--- SOURCE DATA ---
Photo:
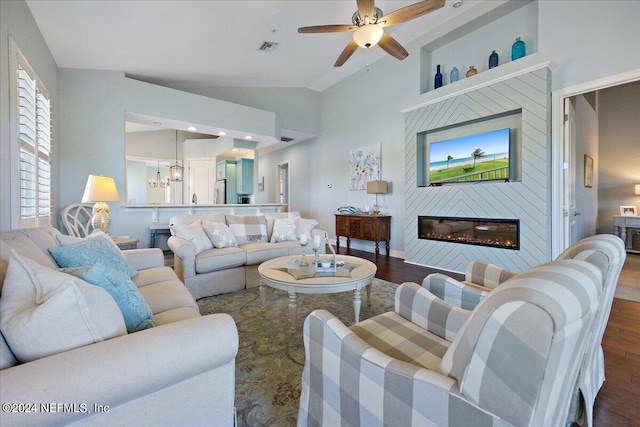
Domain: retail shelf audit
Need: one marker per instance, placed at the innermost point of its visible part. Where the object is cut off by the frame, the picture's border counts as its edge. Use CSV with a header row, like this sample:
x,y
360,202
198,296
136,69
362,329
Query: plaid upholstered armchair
x,y
512,361
606,251
480,278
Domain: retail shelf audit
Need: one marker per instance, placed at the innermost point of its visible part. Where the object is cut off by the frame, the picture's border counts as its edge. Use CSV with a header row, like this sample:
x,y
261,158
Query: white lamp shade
x,y
377,187
100,189
368,35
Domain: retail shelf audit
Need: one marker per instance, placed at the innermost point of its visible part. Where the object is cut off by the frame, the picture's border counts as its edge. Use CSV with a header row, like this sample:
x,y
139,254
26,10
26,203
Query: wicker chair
x,y
77,219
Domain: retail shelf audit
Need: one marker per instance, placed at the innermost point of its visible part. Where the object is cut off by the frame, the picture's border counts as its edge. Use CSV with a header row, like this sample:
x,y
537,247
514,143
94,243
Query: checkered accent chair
x,y
511,361
480,278
607,252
---
Please reproduce the material above word for word, without its images.

#### RESULT OF THE TASK
Photo:
Domain: retail shelf audit
Need: one marker per instance, placed at the innermost point of its visible part. Where the object is cut off by the frame, the picture's border counts as its edge. Use CSV with a header row, like this sample:
x,y
360,202
198,296
136,69
362,329
Query: plaid upholstered armchair
x,y
512,361
606,251
480,278
Domain: retail shelf audit
Need: one marker per instance, placed at the innermost point of its visible part. Where the object is cut off by the frame, the picture's border counts as its edge. Use CSV with a header row, like this sample:
x,y
261,158
Query: white lamp shade
x,y
377,187
100,189
368,35
Domain: retail shelf audit
Need: one marker per instance, placed at the innermost point of its visible part. Where the object is cut off by the frame, the picture's border counts as its edge. Use CSV with a header row, like this sample:
x,y
139,254
26,10
26,203
Query: wicker chair
x,y
77,219
Domain: retail shelf audit
Need: one marker per instance, placed at the innermost point of its visible part. Where the object is cut off by the frame, the picture's border counts as its edge. Use CSV with a header row, like this sample:
x,y
537,247
514,143
94,243
Query: checkered accent chair
x,y
511,361
480,278
607,252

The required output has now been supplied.